[Activities]
[A] Reproduce the part of the Student Wellness Commissioner evaluation that runs from "If you looked" up to and including "out for her.".
[B] Answer these questions from the Student Wellness Commissioner evaluation:
(i) How many committee directors does the commission have?
(ii) Which office was Sridhar working with before the pandemic to make infographics for students?
(iii) Which funds are not open to the public right now?

[Selected excerpt]
════════════════════
USAC Officer Evaluation: Mihika Sridhar, Student Wellness Commissioner
May 2, 2020 10:09 p.m.
If you looked over Mihika Sridhar’s personal accomplishments as Student Wellness Commissioner, you’d see some impressive work.
But it’s everything behind the scenes that made her successful this year.
Sridhar is a manager, which is just what SWC needs. With 12 separate committees, 25 committee directors and a staff for each to oversee, Sridhar had her work cut out for her.
She understood how to delegate like a professional – each committee under her office was more active than in years past, with large intern classes and consistent programming to show for it. Some of the events this year went above all expectations in size and turnout – for example, the Body Image Task Force collaborated with Campus Events Commission to host activist and actor Jameela Jamil, which drew hundreds of students.
Sridhar also completed most of her platforms when she wasn’t busy overseeing committees, although there have been some setbacks.
Her Health Insurance Awareness Day platform has pivoted since her election and is now set to take the form of a collaborative website between SWC and the Arthur Ashe Student Health and Wellness Center that will detail health insurance plans, including UC Student Health Insurance Plan, in an accessible way. Sridhar was working with the Title IX Office before the pandemic to create accessible infographics for students considering reporting, which was part of her Make Title IX Mine initiative. And she has an agreement with UCLA to implement semipermanent infrastructure on campus that will hold signs with messages that promote health and well-being.
In some ways, she didn’t complete any of her platforms as planned. But this board recognizes her tremendous ability to be flexible and effective – and we trust that ability has served her commission during COVID-19.
While Sridhar excelled in delegation and completion, she has room for growth in what her office shares with the student body. It’s easy for the commissioner to assume that the event-based nature of the commission absolves it from providing more accessible budget reports, but that assumption conflates the successful engagement of SWC with its transparency efforts.
In the years to come, SWC must make a concerted effort to make its programming fund budget accessible – as of now, funds that have not been requisitioned by the clubs they were allocated to are not open to the public. And while it’s not anything close to an egregious offense, it’s definitely something to consider.
Regardless, Sridhar did exactly what she needed to do this year, and the SWC was lucky to have her.
════════════════════
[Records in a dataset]
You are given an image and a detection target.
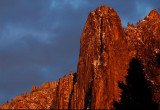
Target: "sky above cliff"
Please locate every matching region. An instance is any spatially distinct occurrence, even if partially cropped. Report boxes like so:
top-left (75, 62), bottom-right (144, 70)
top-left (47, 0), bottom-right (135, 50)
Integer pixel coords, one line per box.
top-left (0, 0), bottom-right (160, 104)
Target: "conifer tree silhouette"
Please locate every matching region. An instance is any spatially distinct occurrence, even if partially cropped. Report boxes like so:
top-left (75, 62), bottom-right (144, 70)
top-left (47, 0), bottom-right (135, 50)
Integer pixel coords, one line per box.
top-left (114, 58), bottom-right (158, 110)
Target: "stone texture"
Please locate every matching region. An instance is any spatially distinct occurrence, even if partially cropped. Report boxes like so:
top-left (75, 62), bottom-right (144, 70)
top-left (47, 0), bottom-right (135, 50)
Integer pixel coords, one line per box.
top-left (69, 5), bottom-right (129, 109)
top-left (0, 82), bottom-right (57, 109)
top-left (0, 5), bottom-right (160, 109)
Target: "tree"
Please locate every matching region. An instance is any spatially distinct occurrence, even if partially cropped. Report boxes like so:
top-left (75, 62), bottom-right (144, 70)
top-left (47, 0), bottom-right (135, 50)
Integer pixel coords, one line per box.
top-left (114, 58), bottom-right (158, 110)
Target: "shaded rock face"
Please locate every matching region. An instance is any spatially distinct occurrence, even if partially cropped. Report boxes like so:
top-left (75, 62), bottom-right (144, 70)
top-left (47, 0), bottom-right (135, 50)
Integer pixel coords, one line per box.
top-left (0, 82), bottom-right (57, 109)
top-left (0, 5), bottom-right (160, 109)
top-left (0, 72), bottom-right (74, 109)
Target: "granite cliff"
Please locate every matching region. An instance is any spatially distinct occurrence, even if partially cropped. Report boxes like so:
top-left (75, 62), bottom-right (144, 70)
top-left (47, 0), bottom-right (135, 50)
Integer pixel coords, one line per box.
top-left (0, 5), bottom-right (160, 109)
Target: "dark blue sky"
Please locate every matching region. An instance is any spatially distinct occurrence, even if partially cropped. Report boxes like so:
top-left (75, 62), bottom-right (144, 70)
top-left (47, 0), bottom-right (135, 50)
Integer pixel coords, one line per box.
top-left (0, 0), bottom-right (160, 104)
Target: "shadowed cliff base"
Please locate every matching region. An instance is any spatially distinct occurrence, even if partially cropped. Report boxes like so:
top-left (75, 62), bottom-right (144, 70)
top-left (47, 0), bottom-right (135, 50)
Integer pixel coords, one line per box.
top-left (0, 5), bottom-right (160, 109)
top-left (114, 58), bottom-right (158, 110)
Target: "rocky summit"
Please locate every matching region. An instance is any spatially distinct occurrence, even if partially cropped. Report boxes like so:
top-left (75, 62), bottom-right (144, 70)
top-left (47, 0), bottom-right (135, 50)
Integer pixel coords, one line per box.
top-left (0, 5), bottom-right (160, 109)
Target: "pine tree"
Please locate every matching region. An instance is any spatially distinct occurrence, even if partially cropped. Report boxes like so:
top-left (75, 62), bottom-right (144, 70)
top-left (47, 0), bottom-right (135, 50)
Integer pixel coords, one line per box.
top-left (114, 59), bottom-right (158, 110)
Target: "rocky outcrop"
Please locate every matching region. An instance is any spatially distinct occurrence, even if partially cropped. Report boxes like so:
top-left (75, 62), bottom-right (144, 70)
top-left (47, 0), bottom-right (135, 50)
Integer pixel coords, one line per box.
top-left (125, 9), bottom-right (160, 103)
top-left (0, 72), bottom-right (74, 109)
top-left (69, 5), bottom-right (129, 109)
top-left (0, 5), bottom-right (160, 109)
top-left (51, 71), bottom-right (76, 109)
top-left (0, 82), bottom-right (57, 109)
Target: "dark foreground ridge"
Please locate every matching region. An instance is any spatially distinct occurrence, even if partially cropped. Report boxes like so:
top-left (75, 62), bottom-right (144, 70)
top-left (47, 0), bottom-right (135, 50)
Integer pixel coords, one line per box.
top-left (0, 5), bottom-right (160, 109)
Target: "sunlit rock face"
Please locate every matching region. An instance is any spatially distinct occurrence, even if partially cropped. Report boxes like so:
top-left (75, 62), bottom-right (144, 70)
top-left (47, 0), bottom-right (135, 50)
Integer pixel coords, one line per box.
top-left (125, 9), bottom-right (160, 102)
top-left (0, 5), bottom-right (160, 109)
top-left (69, 5), bottom-right (129, 109)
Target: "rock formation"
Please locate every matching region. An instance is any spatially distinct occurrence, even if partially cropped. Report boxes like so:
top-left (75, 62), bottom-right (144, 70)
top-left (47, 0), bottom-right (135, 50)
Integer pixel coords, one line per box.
top-left (0, 5), bottom-right (160, 109)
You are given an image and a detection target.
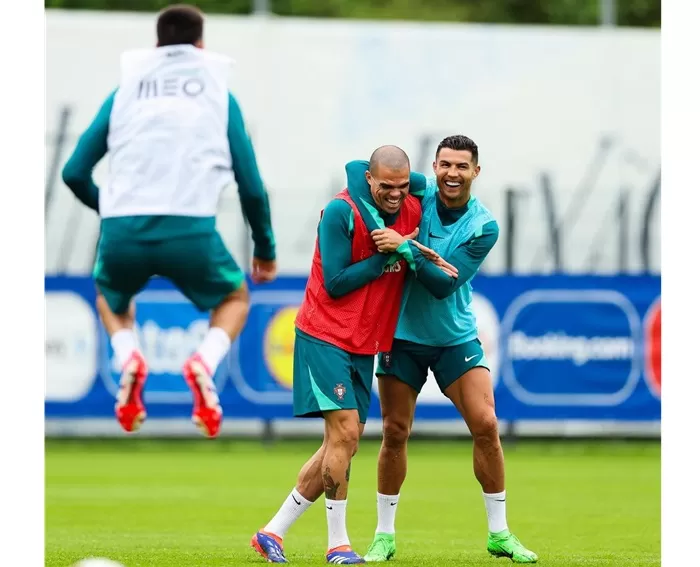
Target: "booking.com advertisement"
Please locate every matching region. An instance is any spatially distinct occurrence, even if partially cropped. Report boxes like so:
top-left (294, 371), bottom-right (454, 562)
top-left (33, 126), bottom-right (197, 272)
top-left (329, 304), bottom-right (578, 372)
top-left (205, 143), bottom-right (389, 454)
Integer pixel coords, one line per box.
top-left (45, 276), bottom-right (661, 421)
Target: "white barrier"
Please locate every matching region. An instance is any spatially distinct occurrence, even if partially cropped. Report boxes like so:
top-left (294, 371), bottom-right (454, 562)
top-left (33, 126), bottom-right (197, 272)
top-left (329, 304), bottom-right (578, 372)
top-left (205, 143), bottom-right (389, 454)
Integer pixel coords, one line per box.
top-left (46, 10), bottom-right (660, 274)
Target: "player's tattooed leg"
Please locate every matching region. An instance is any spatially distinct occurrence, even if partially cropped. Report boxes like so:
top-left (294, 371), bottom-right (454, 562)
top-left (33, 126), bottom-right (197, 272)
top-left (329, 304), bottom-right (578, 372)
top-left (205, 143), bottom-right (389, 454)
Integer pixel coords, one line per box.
top-left (323, 467), bottom-right (340, 500)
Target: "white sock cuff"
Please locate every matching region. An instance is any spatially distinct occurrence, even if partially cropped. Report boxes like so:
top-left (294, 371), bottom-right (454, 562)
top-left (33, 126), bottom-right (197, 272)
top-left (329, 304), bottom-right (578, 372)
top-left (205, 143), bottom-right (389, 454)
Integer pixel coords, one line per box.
top-left (377, 492), bottom-right (400, 502)
top-left (209, 327), bottom-right (231, 345)
top-left (484, 490), bottom-right (506, 500)
top-left (292, 488), bottom-right (313, 506)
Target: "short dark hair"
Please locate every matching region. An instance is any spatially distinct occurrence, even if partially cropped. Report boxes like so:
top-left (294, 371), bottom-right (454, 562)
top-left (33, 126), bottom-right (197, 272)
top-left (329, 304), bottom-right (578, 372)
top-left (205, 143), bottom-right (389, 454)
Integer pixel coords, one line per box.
top-left (156, 4), bottom-right (204, 47)
top-left (435, 134), bottom-right (479, 163)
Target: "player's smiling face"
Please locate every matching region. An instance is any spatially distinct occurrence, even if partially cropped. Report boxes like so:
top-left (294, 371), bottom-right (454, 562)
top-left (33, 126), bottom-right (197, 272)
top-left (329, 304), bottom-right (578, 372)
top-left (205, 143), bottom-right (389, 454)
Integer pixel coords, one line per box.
top-left (367, 165), bottom-right (411, 215)
top-left (433, 148), bottom-right (481, 206)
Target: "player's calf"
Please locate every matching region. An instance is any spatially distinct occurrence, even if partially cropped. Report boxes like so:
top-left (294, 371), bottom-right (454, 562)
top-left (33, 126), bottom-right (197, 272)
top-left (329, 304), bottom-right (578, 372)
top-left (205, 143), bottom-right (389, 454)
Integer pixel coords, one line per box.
top-left (96, 296), bottom-right (148, 433)
top-left (183, 284), bottom-right (248, 437)
top-left (183, 353), bottom-right (223, 437)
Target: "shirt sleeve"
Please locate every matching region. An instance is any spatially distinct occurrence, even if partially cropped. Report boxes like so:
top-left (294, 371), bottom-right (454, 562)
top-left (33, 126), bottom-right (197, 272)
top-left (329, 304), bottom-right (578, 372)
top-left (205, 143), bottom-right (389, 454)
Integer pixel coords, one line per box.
top-left (228, 93), bottom-right (275, 260)
top-left (61, 90), bottom-right (116, 213)
top-left (404, 221), bottom-right (499, 299)
top-left (318, 199), bottom-right (391, 299)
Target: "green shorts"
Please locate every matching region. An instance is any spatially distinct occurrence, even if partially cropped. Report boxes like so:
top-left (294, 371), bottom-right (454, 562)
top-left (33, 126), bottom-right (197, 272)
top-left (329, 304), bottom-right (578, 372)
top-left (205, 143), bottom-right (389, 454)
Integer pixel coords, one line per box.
top-left (93, 231), bottom-right (245, 314)
top-left (377, 339), bottom-right (489, 393)
top-left (292, 330), bottom-right (374, 423)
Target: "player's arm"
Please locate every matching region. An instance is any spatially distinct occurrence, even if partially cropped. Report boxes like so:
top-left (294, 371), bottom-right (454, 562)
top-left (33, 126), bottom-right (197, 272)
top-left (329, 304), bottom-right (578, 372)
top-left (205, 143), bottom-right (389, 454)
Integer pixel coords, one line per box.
top-left (318, 199), bottom-right (390, 299)
top-left (61, 90), bottom-right (116, 213)
top-left (404, 221), bottom-right (499, 299)
top-left (228, 93), bottom-right (275, 260)
top-left (345, 159), bottom-right (426, 199)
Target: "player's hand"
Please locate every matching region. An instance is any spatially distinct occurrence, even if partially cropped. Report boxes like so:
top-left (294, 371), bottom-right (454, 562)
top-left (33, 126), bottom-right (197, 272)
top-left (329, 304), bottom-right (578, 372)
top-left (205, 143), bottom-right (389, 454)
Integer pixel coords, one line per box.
top-left (372, 227), bottom-right (418, 253)
top-left (411, 240), bottom-right (459, 279)
top-left (250, 258), bottom-right (277, 283)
════════════════════
[Answers to each task]
[A]
If you looked over Mihika Sridhar’s personal accomplishments as Student Wellness Commissioner, you’d see some impressive work.
But it’s everything behind the scenes that made her successful this year.
Sridhar is a manager, which is just what SWC needs. With 12 separate committees, 25 committee directors and a staff for each to oversee, Sridhar had her work cut out for her.

[B]
(i) 25
(ii) The Title IX Office
(iii) Funds that the clubs they were allocated to have not requisitioned